Task to complete ▸ Write out exactly the lines that run from the one containing "the wooden plank" to the end of the entries below, with both end lines included.

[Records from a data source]
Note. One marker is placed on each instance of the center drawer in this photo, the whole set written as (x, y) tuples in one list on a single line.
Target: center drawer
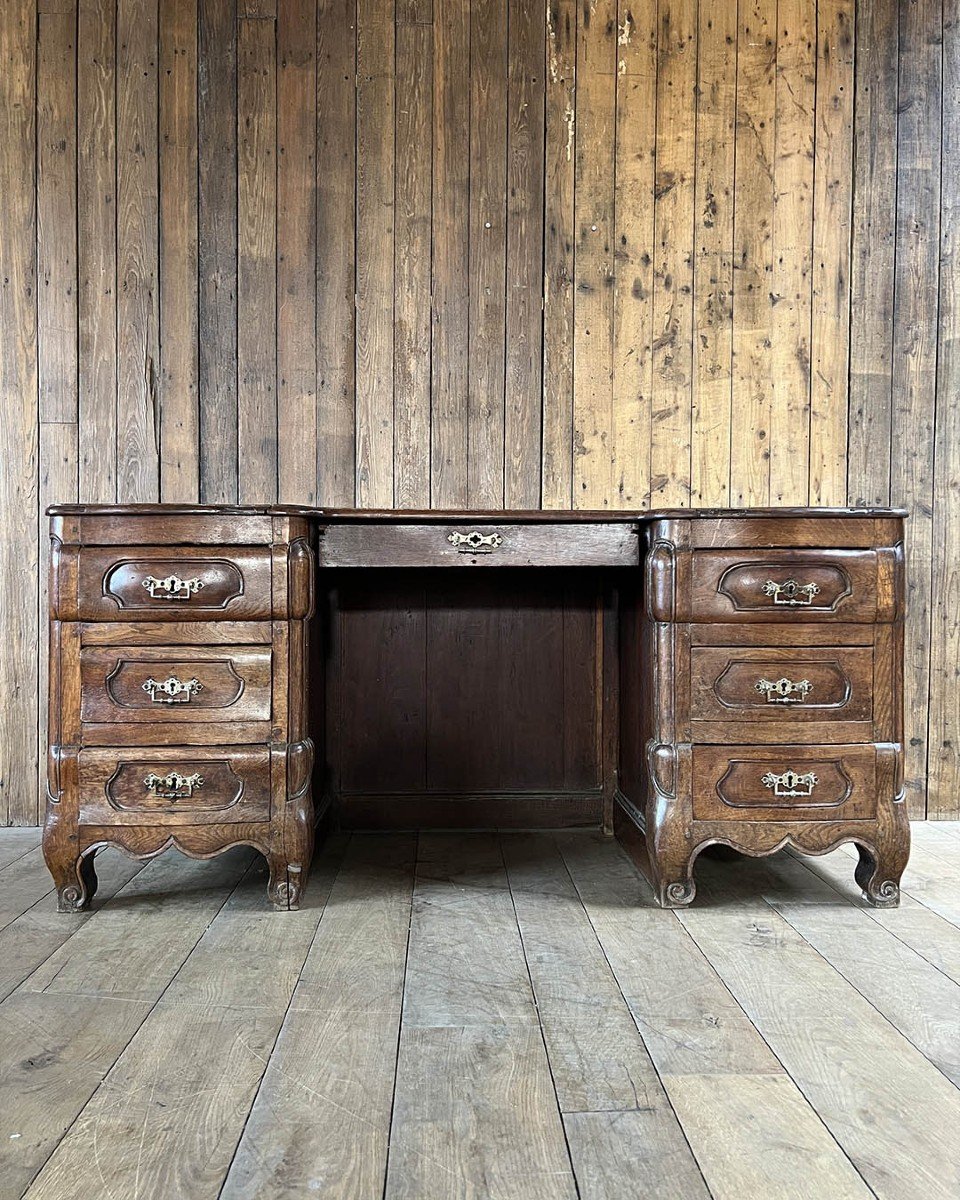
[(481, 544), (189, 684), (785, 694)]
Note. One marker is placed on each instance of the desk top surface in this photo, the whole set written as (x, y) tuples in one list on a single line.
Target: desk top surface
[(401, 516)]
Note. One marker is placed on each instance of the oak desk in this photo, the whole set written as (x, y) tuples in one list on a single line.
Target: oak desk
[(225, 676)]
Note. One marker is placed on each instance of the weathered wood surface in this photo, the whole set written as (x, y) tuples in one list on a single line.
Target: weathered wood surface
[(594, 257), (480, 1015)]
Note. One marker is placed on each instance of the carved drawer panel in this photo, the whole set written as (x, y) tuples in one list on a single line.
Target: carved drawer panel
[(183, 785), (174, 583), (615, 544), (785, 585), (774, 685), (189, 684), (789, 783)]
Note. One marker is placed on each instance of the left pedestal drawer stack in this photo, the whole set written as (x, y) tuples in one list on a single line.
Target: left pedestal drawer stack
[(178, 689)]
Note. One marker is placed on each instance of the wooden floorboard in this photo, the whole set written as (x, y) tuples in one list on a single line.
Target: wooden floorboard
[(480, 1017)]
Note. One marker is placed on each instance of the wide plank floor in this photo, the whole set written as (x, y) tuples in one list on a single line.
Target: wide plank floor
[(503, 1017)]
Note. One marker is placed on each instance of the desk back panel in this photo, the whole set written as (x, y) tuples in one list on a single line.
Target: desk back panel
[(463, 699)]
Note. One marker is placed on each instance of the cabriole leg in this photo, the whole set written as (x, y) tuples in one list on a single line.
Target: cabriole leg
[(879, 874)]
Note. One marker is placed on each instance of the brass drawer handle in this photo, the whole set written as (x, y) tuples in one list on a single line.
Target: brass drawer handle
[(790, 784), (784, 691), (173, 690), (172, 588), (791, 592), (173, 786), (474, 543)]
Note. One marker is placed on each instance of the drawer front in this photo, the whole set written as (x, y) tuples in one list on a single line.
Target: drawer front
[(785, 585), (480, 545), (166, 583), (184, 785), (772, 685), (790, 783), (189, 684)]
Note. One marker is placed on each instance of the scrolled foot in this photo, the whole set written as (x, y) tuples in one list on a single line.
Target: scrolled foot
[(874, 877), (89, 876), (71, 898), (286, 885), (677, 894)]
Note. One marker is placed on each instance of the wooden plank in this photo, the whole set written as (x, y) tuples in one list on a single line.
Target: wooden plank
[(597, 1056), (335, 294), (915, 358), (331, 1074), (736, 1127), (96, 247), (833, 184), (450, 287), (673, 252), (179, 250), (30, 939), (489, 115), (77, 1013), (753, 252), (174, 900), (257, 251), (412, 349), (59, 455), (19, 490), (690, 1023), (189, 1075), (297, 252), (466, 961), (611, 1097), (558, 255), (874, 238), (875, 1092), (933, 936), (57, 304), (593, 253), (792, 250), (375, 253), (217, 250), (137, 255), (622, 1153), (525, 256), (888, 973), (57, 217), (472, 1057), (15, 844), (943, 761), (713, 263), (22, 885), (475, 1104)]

Task output ▸
Note. One marker is placed on each instance of the wooden plank in this photo, the whole set written as (x, y) tuples in one list on a single line.
Target: wooden plank
[(597, 1056), (335, 294), (915, 358), (331, 1074), (736, 1127), (96, 247), (833, 184), (450, 287), (673, 252), (179, 250), (30, 939), (489, 115), (77, 1013), (753, 252), (174, 900), (257, 251), (412, 349), (59, 455), (19, 490), (690, 1023), (189, 1075), (297, 252), (466, 961), (611, 1097), (558, 255), (874, 238), (875, 1092), (933, 936), (57, 304), (593, 253), (792, 250), (375, 253), (217, 250), (137, 255), (622, 1153), (525, 256), (888, 973), (57, 217), (472, 1057), (15, 844), (943, 761), (713, 263), (22, 885), (475, 1104)]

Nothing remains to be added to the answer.